Aim: Pull out every line of the listing below that contains the string "with". Case counts.

Dataset records:
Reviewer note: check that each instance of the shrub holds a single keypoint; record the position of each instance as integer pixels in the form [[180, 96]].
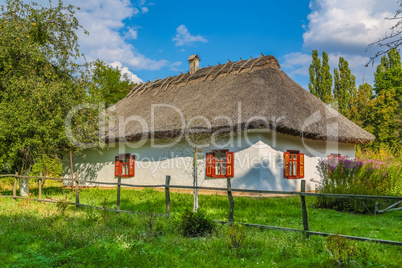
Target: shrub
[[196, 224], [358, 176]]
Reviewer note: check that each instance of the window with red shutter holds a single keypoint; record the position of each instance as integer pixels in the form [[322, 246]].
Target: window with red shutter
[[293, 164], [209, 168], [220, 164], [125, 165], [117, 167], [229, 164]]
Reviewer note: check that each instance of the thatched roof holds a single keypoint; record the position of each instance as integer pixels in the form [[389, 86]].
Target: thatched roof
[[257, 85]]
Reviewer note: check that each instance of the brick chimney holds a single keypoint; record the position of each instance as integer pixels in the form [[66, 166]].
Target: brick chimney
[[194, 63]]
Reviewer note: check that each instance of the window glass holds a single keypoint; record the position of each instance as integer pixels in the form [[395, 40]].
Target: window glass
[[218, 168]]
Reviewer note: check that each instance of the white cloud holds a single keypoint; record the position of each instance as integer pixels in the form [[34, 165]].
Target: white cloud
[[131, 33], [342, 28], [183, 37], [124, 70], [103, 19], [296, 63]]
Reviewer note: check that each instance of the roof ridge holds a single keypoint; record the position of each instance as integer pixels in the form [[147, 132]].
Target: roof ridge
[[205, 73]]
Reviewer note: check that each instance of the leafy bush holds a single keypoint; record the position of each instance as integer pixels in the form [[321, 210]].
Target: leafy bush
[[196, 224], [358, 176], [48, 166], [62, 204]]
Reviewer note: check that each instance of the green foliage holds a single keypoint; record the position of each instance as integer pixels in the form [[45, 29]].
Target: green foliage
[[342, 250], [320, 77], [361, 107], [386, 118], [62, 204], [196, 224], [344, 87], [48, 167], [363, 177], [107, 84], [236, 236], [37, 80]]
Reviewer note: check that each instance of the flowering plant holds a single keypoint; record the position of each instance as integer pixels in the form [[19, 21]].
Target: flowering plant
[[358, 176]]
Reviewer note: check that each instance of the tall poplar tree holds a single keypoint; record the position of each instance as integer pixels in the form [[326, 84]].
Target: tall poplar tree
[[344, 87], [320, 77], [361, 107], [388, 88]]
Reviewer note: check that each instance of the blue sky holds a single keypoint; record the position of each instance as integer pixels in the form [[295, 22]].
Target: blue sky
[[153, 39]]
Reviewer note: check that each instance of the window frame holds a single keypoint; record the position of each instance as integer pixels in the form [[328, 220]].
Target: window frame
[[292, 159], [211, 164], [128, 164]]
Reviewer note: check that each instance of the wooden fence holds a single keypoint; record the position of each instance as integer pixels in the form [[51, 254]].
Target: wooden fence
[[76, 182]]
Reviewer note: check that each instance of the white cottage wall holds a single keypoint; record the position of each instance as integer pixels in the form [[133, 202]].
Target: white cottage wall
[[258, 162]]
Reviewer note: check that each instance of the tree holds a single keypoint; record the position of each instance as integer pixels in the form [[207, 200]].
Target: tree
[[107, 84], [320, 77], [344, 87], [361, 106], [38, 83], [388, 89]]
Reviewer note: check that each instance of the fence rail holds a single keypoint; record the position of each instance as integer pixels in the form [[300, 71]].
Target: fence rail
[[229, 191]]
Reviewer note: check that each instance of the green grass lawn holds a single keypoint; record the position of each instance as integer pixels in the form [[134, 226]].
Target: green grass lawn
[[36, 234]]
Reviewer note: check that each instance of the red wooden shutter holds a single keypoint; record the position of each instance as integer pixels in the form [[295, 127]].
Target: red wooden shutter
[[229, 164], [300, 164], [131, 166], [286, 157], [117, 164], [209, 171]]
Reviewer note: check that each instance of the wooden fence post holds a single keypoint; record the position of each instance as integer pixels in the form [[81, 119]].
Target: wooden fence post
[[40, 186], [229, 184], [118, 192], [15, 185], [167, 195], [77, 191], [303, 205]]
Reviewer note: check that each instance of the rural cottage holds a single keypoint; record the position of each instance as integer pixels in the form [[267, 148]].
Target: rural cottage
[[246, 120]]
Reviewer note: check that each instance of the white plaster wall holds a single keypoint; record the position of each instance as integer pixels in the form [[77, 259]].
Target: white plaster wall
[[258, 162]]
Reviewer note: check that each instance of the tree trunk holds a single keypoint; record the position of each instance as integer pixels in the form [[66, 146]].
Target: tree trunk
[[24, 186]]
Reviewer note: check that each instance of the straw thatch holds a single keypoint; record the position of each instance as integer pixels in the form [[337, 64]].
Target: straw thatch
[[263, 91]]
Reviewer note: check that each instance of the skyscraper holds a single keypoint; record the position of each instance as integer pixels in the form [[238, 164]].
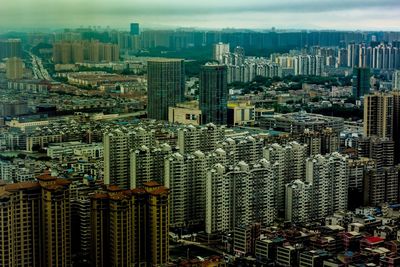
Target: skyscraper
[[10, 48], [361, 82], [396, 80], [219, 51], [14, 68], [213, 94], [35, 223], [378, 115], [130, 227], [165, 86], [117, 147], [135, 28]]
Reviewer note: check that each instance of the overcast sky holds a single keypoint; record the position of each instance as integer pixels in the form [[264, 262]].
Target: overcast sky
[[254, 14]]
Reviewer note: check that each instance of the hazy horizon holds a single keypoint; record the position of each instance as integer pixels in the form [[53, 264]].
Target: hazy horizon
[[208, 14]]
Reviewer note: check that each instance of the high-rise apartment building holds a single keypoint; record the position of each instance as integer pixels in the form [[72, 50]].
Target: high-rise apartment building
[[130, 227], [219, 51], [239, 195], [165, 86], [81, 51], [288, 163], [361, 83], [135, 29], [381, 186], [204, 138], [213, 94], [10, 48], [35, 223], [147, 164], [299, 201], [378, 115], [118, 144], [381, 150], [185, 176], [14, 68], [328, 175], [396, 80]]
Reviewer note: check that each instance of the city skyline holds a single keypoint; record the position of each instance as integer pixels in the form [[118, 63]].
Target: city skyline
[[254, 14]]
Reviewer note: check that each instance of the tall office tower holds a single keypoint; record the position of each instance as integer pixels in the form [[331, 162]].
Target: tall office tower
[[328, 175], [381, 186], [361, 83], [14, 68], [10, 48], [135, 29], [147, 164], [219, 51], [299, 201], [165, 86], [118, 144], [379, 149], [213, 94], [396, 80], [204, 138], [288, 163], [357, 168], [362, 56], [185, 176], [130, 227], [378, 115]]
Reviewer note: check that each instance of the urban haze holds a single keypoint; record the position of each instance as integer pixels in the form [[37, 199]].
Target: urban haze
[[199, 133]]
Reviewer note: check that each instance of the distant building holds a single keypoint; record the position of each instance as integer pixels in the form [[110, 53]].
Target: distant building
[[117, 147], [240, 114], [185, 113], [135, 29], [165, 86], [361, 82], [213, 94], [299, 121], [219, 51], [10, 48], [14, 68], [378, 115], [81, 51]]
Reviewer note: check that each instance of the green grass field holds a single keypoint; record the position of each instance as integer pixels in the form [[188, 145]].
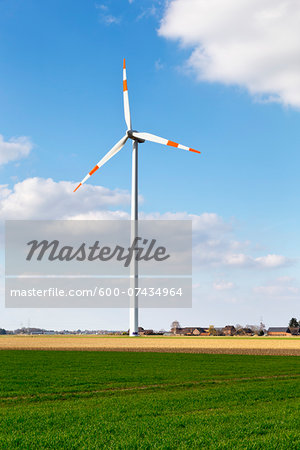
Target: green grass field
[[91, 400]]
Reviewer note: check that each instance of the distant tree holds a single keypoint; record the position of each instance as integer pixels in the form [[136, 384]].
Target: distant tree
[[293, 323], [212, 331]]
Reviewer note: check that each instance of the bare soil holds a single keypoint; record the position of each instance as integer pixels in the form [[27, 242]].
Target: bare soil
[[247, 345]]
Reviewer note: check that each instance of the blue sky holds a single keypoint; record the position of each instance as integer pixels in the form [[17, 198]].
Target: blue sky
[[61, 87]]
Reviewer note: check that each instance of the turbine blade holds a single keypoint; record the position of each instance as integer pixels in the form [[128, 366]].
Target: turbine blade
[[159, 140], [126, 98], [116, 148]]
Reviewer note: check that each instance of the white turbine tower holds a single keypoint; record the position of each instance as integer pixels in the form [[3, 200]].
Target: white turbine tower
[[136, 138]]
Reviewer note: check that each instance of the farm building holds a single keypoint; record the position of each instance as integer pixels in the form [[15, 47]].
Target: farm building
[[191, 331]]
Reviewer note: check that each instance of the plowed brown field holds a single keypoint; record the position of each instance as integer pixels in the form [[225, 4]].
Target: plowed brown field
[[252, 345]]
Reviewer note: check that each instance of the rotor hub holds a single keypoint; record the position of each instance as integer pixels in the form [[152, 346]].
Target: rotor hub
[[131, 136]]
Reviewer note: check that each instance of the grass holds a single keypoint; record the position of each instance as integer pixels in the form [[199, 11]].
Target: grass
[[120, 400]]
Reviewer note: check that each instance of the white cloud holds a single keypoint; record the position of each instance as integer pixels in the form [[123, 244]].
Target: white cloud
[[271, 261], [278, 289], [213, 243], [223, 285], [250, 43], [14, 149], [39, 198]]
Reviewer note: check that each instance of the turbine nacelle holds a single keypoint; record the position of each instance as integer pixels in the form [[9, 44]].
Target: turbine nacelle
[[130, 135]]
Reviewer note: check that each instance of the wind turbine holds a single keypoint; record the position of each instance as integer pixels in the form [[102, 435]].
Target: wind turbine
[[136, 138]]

* * *

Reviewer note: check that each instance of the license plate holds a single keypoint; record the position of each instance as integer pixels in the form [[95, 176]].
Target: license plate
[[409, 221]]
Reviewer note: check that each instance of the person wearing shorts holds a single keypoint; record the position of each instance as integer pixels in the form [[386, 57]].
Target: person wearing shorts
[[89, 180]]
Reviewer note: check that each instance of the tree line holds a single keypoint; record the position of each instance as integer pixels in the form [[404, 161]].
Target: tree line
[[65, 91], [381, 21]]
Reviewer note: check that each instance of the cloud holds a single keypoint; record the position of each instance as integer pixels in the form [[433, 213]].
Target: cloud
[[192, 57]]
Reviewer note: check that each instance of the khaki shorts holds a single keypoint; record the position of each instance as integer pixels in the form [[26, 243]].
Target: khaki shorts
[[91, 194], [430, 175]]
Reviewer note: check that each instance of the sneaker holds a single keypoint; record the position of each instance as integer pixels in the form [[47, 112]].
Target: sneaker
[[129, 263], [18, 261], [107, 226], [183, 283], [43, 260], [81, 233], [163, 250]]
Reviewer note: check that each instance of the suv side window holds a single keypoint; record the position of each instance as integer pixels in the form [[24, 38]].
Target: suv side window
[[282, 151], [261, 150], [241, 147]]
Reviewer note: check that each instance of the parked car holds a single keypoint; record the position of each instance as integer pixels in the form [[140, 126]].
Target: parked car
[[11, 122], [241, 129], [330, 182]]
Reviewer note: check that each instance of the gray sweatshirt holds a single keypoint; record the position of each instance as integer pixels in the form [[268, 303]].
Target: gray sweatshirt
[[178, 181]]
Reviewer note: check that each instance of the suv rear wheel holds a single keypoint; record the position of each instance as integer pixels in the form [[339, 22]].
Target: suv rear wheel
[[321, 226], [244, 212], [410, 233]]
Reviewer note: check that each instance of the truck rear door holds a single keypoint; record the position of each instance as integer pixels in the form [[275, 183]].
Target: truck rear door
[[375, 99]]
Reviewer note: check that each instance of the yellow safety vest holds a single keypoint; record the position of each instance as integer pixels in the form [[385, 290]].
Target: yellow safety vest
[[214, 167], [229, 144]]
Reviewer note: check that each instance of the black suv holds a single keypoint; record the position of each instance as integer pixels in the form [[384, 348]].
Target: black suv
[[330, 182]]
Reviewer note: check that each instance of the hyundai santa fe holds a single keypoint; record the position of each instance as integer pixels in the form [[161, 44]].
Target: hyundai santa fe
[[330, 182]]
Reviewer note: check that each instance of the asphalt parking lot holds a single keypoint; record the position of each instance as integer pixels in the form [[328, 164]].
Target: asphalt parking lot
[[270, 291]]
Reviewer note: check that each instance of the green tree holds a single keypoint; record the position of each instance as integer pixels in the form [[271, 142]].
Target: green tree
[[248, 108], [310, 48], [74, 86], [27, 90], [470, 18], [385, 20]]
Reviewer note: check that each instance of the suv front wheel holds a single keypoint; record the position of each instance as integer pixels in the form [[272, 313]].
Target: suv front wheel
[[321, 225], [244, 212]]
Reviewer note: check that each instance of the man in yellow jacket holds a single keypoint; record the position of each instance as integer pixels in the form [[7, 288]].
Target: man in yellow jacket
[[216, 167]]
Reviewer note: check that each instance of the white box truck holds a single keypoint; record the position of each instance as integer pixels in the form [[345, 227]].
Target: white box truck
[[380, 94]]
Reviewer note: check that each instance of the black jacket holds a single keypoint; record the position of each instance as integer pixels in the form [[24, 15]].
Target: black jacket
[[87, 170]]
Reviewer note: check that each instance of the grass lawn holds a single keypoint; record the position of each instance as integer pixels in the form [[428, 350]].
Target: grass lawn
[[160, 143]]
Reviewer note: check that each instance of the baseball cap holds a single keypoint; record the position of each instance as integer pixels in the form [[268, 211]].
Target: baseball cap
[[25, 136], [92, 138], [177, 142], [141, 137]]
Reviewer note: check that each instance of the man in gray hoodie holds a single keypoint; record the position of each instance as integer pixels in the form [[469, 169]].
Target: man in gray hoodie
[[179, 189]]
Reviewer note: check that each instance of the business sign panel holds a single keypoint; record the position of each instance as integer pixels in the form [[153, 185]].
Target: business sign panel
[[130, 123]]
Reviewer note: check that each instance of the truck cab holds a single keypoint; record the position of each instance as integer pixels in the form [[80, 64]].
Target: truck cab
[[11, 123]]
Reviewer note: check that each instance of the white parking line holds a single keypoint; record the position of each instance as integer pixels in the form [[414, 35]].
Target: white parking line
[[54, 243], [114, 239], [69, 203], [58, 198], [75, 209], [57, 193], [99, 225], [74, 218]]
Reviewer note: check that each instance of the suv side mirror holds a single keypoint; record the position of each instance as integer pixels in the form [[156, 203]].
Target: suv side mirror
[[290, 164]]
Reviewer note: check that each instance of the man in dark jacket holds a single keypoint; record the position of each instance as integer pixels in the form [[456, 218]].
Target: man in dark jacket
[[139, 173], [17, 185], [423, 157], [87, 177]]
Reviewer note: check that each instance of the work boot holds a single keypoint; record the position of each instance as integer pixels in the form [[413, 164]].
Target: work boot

...

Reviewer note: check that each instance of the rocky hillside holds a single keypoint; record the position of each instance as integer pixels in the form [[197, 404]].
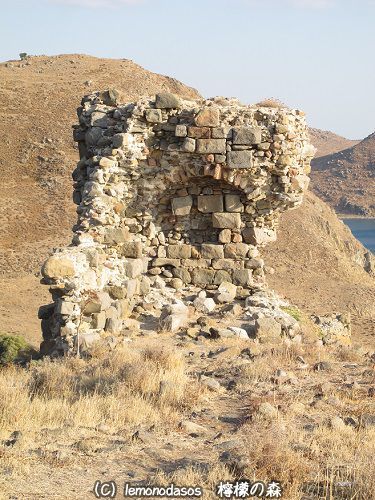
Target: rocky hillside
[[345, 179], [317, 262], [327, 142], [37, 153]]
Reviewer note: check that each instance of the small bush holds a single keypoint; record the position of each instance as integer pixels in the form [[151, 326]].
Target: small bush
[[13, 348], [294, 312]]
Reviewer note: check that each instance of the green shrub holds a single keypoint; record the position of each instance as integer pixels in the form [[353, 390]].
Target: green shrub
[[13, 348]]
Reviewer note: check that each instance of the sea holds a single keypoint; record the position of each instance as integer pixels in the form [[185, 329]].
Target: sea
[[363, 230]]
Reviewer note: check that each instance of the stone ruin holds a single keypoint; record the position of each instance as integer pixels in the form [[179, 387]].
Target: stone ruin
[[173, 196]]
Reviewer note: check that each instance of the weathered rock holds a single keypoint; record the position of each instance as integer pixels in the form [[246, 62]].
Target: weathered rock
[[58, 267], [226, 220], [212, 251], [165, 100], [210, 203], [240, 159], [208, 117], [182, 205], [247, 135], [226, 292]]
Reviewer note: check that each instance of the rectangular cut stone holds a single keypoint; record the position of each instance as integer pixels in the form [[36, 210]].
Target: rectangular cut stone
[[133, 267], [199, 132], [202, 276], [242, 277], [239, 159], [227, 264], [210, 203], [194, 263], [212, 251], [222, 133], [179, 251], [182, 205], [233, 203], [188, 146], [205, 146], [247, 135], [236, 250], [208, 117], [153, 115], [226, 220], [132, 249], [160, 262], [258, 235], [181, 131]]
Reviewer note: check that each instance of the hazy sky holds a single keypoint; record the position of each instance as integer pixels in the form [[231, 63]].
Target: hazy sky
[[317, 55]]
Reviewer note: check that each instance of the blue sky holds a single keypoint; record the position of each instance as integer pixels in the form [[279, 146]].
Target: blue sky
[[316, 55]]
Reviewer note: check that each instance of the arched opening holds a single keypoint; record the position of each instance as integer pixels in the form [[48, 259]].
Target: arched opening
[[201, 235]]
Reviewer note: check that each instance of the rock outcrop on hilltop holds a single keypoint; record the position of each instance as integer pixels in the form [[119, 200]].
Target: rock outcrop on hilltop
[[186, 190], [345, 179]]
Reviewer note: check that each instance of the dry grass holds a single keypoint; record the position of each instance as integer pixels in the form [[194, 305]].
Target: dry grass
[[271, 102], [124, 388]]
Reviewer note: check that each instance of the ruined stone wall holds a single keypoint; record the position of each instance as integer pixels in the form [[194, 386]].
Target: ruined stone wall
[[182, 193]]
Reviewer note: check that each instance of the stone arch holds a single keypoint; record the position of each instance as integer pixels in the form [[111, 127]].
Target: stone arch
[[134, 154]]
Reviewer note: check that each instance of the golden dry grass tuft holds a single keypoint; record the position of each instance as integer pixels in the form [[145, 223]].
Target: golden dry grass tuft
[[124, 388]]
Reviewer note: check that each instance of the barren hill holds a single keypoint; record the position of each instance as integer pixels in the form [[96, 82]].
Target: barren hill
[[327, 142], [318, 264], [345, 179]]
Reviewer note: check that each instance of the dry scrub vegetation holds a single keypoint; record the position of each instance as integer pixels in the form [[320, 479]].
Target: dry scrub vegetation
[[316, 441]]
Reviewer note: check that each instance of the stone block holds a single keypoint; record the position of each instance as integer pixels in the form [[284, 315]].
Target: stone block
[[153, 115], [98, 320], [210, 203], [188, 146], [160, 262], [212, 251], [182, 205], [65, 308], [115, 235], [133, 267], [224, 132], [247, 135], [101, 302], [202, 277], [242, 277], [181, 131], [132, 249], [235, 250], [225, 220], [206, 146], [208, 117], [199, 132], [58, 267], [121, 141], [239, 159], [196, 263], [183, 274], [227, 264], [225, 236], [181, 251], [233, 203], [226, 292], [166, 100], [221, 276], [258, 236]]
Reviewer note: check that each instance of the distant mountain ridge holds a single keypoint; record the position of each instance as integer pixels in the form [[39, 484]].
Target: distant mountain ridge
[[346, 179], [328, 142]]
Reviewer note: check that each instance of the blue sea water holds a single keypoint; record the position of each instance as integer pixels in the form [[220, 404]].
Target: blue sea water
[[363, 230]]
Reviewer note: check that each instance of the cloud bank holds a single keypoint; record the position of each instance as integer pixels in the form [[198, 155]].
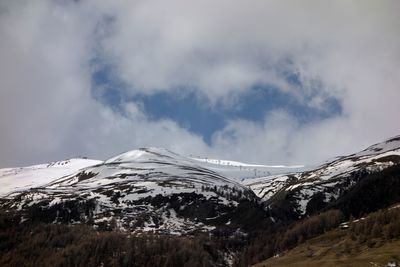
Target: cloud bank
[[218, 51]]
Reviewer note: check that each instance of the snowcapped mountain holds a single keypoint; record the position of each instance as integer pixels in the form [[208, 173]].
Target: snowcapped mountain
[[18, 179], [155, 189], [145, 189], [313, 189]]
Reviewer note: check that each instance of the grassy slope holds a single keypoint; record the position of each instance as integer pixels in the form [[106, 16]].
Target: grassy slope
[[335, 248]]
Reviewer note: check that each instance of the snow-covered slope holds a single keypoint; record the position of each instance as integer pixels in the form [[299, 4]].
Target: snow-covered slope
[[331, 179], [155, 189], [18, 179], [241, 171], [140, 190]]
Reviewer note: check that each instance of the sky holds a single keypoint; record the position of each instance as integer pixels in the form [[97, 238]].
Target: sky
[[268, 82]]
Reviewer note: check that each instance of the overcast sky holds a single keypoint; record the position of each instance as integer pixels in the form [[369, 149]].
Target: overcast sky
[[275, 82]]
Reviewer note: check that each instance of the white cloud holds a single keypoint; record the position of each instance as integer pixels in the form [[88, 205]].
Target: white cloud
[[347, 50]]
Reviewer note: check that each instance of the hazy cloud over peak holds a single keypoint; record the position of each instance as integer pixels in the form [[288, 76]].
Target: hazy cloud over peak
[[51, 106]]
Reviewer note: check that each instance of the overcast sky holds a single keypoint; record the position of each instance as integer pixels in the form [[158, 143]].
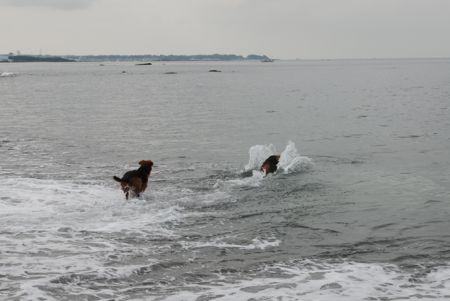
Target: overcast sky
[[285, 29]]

Complete output:
Reviewer note: check that each instance of the window with red shutter holds a single keypoint; record the position of each instance as integer pixels in the form [[322, 246]].
Target: window with red shutter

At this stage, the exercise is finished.